EXERCISE BRIEF: Find every line in the records that contains the word "wire" and copy each one out.

+--

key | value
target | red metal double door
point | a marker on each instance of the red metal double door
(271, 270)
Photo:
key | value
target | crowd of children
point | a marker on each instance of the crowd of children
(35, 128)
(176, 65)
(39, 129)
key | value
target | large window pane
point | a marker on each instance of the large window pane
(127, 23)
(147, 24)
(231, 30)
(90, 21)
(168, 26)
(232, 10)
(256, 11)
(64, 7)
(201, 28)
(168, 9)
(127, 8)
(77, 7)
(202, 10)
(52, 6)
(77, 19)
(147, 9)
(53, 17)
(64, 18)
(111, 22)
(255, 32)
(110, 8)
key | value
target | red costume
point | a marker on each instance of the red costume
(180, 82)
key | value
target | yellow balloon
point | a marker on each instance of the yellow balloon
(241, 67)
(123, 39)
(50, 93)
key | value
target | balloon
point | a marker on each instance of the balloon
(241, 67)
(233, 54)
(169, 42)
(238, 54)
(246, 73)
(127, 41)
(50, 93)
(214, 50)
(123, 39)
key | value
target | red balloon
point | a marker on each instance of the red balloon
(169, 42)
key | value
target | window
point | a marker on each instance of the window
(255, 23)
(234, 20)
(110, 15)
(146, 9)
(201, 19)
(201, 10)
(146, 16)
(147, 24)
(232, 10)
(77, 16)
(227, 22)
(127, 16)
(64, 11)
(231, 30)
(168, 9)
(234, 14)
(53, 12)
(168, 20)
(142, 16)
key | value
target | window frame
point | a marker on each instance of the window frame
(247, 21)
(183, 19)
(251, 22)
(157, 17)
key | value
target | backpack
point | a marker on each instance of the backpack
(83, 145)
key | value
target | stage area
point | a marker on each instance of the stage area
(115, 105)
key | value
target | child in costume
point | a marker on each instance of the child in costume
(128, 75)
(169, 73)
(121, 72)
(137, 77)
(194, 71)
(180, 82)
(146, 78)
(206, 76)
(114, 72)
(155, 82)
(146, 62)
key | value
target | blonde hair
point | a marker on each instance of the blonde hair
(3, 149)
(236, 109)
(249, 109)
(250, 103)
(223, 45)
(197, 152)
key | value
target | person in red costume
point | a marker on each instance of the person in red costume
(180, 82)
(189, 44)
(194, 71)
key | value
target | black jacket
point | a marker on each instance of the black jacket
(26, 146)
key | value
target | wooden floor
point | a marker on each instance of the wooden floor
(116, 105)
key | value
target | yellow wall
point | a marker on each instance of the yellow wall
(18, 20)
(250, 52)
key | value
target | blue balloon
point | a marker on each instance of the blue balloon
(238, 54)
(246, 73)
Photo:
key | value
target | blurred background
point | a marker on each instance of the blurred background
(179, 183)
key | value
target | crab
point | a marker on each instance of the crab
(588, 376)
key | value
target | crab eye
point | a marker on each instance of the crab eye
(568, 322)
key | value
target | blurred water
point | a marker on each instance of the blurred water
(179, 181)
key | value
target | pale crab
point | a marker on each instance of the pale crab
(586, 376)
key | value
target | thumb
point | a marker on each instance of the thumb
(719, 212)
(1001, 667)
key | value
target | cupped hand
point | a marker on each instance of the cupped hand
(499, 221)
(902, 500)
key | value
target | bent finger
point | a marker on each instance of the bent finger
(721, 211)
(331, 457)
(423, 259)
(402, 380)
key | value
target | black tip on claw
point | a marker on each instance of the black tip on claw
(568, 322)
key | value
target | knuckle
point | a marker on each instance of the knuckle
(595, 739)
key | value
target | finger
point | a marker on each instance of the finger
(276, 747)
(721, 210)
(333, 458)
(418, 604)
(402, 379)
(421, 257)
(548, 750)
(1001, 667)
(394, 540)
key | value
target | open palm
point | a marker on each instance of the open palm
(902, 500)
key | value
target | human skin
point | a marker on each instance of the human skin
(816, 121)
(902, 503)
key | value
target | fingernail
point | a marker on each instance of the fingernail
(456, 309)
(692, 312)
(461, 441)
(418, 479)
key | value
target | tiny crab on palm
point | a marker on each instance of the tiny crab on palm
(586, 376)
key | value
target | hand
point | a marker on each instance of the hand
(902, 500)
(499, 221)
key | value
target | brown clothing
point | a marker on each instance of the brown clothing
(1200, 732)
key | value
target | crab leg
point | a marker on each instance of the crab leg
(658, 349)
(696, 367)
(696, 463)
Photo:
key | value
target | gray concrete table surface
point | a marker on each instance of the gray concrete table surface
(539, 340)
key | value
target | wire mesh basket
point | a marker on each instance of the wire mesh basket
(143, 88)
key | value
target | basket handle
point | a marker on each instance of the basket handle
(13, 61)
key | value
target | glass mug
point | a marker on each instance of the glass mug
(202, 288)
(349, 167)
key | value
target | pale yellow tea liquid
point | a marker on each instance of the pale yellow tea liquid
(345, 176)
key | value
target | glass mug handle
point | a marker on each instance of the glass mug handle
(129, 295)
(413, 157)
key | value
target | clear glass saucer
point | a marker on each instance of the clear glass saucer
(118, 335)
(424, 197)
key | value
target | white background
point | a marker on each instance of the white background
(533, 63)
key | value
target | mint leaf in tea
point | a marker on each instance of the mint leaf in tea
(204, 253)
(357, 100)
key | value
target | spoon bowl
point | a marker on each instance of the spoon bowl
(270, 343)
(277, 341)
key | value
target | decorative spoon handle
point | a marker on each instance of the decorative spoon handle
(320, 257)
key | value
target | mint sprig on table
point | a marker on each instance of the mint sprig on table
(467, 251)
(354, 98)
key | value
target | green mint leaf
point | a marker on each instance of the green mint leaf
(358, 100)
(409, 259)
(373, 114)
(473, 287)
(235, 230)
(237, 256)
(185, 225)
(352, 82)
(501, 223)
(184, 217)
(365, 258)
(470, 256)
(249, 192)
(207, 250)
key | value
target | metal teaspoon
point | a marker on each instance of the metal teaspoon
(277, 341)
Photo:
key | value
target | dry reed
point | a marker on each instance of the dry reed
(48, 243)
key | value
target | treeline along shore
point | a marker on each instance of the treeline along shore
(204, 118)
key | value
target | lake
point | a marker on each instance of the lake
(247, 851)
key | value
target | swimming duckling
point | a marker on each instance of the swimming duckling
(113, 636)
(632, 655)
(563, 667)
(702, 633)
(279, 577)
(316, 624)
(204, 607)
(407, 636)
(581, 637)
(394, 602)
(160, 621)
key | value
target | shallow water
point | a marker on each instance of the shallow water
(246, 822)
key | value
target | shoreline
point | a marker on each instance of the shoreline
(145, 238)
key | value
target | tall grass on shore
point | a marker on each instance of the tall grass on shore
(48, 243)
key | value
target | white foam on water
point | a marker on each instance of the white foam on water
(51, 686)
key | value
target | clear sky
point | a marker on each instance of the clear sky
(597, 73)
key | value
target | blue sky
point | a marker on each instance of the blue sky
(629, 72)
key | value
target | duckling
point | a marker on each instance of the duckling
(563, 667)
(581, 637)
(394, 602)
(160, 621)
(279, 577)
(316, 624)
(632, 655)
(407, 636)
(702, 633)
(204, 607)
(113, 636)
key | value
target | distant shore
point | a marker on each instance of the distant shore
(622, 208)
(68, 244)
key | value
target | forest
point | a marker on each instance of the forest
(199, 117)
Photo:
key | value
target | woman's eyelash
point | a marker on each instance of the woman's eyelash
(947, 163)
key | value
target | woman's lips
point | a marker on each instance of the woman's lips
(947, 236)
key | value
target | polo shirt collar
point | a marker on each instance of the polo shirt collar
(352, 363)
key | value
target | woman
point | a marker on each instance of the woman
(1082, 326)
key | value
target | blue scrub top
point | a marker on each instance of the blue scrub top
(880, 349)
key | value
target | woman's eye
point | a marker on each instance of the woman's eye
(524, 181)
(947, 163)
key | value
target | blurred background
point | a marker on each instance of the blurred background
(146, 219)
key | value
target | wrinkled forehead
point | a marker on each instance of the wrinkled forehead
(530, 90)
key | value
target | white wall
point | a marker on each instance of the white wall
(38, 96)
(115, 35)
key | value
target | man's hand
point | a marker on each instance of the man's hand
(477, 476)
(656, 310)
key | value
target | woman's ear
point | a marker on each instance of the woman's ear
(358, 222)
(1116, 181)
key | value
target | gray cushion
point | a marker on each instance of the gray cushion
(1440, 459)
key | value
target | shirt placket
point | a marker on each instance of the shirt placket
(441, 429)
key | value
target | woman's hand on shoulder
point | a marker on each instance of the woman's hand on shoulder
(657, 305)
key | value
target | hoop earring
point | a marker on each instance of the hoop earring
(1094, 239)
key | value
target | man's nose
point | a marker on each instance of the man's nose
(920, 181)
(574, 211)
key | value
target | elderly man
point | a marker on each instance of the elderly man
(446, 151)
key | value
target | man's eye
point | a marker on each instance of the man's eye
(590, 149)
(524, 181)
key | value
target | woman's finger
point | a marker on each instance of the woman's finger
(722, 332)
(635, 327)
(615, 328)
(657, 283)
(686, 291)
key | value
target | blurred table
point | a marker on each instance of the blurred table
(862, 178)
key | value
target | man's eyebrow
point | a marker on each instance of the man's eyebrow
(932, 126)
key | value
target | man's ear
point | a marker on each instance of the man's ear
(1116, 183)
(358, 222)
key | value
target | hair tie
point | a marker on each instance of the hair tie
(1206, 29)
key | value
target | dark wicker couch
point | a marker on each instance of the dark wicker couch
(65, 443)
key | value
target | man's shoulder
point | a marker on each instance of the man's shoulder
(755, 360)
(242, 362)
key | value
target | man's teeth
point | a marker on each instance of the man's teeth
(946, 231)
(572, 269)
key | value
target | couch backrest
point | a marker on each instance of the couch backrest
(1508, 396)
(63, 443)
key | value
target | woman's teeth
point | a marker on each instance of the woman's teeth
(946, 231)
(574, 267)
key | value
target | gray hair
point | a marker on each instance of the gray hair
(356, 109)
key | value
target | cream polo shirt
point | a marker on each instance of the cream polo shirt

+--

TASK ANSWER:
target | wire mesh basket
point | a marker on each instance of the wire mesh basket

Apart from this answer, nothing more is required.